/---

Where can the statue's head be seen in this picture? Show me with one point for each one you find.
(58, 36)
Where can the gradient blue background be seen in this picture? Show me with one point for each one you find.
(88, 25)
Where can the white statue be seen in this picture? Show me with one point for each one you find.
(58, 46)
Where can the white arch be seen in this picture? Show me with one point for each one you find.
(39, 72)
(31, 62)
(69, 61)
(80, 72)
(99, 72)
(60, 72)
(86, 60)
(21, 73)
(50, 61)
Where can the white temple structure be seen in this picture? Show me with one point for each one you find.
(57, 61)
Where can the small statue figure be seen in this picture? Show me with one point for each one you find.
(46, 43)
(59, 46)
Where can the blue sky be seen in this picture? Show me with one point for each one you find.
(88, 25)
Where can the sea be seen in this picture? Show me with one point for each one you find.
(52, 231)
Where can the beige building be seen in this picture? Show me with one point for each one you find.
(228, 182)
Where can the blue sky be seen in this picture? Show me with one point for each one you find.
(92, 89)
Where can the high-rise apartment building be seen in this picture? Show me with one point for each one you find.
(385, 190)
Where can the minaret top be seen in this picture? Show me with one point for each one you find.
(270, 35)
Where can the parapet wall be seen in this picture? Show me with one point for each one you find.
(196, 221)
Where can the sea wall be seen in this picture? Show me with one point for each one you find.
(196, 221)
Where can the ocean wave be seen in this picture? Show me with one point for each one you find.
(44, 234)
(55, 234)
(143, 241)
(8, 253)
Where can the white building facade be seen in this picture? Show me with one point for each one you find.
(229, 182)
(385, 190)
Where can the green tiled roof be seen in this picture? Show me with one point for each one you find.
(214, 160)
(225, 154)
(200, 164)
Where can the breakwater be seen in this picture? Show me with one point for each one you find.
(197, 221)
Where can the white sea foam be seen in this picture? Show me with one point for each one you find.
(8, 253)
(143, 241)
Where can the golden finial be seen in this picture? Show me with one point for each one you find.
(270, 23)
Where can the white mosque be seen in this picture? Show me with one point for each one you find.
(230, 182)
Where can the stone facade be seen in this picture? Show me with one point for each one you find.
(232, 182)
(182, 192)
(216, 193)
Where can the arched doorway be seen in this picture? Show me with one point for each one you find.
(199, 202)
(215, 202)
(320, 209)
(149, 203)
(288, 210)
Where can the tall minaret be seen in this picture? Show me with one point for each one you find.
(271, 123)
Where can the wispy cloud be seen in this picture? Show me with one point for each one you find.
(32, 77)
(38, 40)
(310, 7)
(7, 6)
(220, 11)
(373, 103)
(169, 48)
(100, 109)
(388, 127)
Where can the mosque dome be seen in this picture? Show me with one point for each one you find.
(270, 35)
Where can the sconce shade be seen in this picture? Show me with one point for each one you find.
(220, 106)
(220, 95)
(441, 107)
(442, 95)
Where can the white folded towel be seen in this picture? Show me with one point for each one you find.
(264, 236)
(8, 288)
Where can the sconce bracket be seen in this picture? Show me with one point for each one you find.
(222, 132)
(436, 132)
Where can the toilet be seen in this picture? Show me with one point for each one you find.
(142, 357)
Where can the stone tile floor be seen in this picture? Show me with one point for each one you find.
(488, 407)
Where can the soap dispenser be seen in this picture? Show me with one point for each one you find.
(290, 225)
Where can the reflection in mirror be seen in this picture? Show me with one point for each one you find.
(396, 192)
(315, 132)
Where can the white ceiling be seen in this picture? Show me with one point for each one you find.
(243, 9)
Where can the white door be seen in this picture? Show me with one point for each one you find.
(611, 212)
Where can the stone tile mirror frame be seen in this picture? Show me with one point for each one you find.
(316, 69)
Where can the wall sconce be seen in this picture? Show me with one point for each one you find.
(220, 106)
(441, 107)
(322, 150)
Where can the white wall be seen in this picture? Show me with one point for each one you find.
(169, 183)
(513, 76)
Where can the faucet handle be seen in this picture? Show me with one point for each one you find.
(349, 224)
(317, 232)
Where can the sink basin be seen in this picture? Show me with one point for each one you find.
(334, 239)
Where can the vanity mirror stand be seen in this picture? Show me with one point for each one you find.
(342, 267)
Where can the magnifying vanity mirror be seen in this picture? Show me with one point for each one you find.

\---

> [EXERCISE PROMPT]: From the records above, extract every entry verbatim.

> [FINAL ANSWER]:
Where can the statue's head be seen in this picture? Show me with one point for each one you find.
(58, 36)
Where can the gradient blue background be seen in this picture? Show me with one point for each one you find.
(88, 25)
Where can the white statue be seen in this picture? Show me with one point for each one you find.
(58, 46)
Where can the white arch be seen in this picture? Show me with one point for each one you find.
(39, 72)
(31, 62)
(69, 61)
(80, 72)
(99, 72)
(60, 72)
(86, 60)
(21, 73)
(50, 61)
Where can the white temple structure be seen in this picture? Show me with one point for each one you find.
(57, 61)
Where can the small statue figure be seen in this picture? Show me with one point for each one you find.
(46, 43)
(59, 46)
Where can the blue sky be seen in this picture? Show me with one point for each one you find.
(88, 25)
Where can the sea be seen in this picture? Show me with one point for each one you find.
(52, 231)
Where can the beige building be seen in this picture? Show me with one point for each one you find.
(228, 182)
Where can the blue sky be seen in this picture? Show me with one point for each one you find.
(92, 89)
Where can the high-rise apartment building be seen in this picture? Show me with one point for each one you find.
(385, 190)
Where can the minaret top be seen in this picture? Show me with one point for each one you find.
(270, 35)
Where can the parapet wall be seen in this picture? Show me with one point for each one you find.
(196, 221)
Where can the sea wall be seen in this picture? Show me with one point for each one you find.
(196, 221)
Where can the ocean wave be seen in this picture? Show me with one point for each one you find.
(44, 234)
(55, 234)
(143, 241)
(8, 253)
Where can the white building facade be seen in this picture? Show me with one point for each one you find.
(229, 182)
(385, 190)
Where can the green tiled roof be seen in this picture? Show me with one point for each one you find.
(214, 160)
(225, 154)
(200, 164)
Where can the breakwater be seen in this picture? Show me with one point for each one you find.
(197, 221)
Where can the white sea foam be seen in this picture? Show me with one point for each one you find.
(8, 253)
(143, 241)
Where can the golden finial be seen in this picture? Show me with one point for each one you find.
(270, 23)
Where can the white mosque be seen in this picture? Show me with one point for each one you find.
(230, 182)
Where can the stone facade be seen in this picture? Show me with one point for each one you find.
(232, 182)
(182, 192)
(216, 193)
Where can the arched doorway be seen in this picture? Show me with one point for each one you find.
(199, 202)
(215, 202)
(320, 209)
(149, 203)
(288, 210)
Where can the tall minaret be seen in this picture? Show me with one point for each one you find.
(271, 123)
Where can the wispy cloud be seen in this picture? Show me with one point for each one you find.
(32, 77)
(38, 40)
(310, 7)
(7, 6)
(220, 11)
(373, 103)
(169, 48)
(100, 109)
(388, 127)
Where can the mosque dome be seen in this picture? Show me with one point for each one you find.
(270, 35)
Where can the sconce shade be seen in this picture? Show me with one point for each one you find.
(220, 106)
(220, 95)
(441, 107)
(442, 95)
Where can the white folded towel be seen in this picture? Show me with one point for each one you find.
(264, 236)
(8, 288)
Where can the sconce bracket be seen in this picture? Show me with one point for each one you find.
(222, 132)
(436, 132)
Where can the toilet be seen in this picture? Show me with one point for each one you find.
(142, 357)
Where can the stone tile floor be seen in this picture? Show me with one point for each one you find.
(488, 407)
Where can the soap dispenser be seen in this picture? Show me with one point for each one you find.
(290, 225)
Where can the reflection in mirror be seen in this picture? Show me with one point for each one you find.
(396, 192)
(315, 132)
Where can the white ceiling be seen in this picture? Show me with one point for each one you find.
(243, 9)
Where can the white door be seen in this picture? Show me with one point for each one you find.
(611, 212)
Where can the stone tile mirror frame be seen in this picture? Show me with one point for each one you find.
(316, 69)
Where can the wall sconce be seen in this picture? Show me with one point for each one you find.
(220, 106)
(441, 107)
(322, 150)
Where can the white wall be seen in this picture? Show me with one point for each one you find.
(169, 183)
(513, 76)
Where can the faucet handle be seen in this picture? Show me with one point for each one you find.
(349, 224)
(317, 232)
Where can the sink basin be seen in this picture? Show me with one point for each one you find.
(334, 239)
Where can the vanity mirror stand be seen in this picture? Show me with one point for each one you find.
(342, 267)
Where can the magnifying vanity mirror be seen in this picture? Show me with one point for each one you find.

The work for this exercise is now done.